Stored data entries
- - - - -

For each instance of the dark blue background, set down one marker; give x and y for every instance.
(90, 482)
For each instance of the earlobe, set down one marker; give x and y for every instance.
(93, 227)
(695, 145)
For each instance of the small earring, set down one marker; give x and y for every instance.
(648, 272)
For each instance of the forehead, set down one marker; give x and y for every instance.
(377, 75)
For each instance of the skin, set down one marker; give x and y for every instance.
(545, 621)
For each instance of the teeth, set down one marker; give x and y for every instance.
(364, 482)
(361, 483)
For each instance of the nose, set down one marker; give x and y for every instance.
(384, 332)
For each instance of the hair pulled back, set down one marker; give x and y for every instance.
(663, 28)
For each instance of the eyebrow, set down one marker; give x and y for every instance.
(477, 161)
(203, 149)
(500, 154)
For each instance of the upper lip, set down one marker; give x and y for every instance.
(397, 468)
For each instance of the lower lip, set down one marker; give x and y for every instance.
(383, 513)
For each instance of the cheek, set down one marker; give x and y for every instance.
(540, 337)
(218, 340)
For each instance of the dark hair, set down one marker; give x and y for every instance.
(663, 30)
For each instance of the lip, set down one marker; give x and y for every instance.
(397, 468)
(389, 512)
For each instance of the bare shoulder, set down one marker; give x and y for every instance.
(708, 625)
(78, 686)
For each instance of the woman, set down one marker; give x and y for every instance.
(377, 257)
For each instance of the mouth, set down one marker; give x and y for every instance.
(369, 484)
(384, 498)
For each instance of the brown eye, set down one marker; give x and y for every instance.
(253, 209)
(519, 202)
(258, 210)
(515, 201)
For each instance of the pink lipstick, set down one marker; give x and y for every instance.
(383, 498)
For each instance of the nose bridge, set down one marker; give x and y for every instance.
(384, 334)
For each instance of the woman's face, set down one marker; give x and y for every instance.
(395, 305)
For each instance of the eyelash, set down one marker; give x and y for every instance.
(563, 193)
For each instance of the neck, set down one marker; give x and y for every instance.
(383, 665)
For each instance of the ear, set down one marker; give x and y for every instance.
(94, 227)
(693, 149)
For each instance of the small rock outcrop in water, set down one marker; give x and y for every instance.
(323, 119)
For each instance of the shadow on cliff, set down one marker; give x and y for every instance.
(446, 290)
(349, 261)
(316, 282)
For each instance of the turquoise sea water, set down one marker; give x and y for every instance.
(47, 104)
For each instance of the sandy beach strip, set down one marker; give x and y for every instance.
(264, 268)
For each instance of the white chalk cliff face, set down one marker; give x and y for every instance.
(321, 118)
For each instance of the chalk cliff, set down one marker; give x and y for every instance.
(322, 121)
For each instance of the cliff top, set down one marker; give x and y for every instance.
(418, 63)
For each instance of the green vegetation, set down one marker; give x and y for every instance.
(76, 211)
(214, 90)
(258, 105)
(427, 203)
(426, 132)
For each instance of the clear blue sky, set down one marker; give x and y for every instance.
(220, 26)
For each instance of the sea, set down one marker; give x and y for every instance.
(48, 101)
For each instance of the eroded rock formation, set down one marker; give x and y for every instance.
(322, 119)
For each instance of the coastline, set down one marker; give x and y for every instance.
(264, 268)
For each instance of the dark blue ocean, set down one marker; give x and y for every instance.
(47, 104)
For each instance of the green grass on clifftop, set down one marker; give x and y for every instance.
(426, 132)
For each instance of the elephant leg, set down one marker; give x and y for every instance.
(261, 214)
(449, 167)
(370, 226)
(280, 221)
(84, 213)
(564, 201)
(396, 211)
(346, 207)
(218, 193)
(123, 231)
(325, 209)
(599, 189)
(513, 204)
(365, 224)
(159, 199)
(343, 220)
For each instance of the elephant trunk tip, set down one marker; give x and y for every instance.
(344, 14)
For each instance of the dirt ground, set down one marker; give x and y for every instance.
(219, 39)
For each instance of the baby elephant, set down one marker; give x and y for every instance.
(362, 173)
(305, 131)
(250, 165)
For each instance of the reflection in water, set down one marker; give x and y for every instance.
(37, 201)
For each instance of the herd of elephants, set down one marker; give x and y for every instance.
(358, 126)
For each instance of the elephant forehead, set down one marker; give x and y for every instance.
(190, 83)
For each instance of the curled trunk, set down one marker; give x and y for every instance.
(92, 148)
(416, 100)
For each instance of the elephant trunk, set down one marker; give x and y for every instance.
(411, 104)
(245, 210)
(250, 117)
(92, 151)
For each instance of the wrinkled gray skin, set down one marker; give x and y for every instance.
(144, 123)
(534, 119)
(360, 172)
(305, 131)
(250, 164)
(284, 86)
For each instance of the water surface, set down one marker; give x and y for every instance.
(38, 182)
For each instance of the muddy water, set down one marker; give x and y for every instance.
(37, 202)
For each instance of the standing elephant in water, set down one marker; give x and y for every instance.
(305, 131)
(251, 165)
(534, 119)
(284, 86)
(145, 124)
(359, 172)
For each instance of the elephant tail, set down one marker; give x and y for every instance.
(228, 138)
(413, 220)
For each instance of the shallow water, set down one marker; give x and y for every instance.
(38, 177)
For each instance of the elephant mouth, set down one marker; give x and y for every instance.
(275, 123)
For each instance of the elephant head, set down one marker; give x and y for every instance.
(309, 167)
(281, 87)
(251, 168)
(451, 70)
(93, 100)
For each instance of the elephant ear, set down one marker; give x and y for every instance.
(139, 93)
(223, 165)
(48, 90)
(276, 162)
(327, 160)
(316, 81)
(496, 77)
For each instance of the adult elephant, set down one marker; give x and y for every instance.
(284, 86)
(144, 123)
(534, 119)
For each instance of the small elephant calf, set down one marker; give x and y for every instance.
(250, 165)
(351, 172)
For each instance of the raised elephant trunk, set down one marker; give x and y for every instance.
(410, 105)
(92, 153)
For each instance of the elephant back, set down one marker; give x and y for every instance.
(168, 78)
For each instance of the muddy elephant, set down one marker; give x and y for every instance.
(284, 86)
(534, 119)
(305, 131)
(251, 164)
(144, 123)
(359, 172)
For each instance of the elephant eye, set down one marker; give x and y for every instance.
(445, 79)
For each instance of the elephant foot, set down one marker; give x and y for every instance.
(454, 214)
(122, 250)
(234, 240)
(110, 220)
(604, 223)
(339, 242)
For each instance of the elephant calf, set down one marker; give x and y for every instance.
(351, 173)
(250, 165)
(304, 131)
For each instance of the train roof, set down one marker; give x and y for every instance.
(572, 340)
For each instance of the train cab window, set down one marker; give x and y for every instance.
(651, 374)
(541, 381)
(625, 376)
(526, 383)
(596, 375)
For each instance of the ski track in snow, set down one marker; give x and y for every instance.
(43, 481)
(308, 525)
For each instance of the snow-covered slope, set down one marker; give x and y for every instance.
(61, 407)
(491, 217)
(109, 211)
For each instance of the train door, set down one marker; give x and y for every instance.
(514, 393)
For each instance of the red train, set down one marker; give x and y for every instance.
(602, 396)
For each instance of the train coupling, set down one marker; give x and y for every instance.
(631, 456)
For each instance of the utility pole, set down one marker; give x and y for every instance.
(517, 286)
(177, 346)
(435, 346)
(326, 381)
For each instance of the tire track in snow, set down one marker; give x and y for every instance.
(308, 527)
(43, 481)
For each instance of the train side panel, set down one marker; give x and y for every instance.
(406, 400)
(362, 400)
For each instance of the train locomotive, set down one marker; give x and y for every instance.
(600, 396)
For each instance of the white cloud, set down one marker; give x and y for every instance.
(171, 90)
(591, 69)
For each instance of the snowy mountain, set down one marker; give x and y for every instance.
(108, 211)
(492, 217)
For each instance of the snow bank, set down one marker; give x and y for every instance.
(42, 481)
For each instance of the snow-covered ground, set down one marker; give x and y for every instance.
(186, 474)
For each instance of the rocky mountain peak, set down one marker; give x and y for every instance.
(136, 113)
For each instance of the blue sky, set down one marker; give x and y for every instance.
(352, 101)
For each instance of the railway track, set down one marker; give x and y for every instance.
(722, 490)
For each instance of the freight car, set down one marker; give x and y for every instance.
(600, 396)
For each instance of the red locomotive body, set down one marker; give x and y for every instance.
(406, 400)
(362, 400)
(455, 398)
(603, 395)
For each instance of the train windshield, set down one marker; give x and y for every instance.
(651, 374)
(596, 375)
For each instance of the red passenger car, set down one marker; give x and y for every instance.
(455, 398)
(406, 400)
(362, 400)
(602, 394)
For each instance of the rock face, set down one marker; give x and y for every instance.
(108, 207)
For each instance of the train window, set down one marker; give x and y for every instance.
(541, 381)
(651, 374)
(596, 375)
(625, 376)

- - - - -

What is being asked
Only the lines from the one holding "For each instance of the blue" through the end of the listing should be given again, exactly and with both ends included.

In response
For each instance of the blue sky, set down one marker; give x and y for every instance.
(352, 101)
For each instance of the railway track, set down one marker; give x and y for every instance.
(722, 490)
For each instance of the freight car, set down one marker; give x and y for every instance.
(600, 396)
For each instance of the red locomotive body, set down one marker; give x and y for every instance.
(406, 400)
(362, 400)
(455, 398)
(603, 395)
For each instance of the train windshield, set down one marker; give x and y for every instance.
(651, 374)
(596, 375)
For each instance of the red passenger car, set down one marker; give x and y for every instance.
(455, 398)
(406, 400)
(362, 400)
(602, 394)
For each instance of the rock face, set down one marker; give x and y for every instance.
(108, 207)
For each instance of the train window, set down one marker; give x and y for every instance.
(541, 381)
(651, 374)
(596, 375)
(625, 376)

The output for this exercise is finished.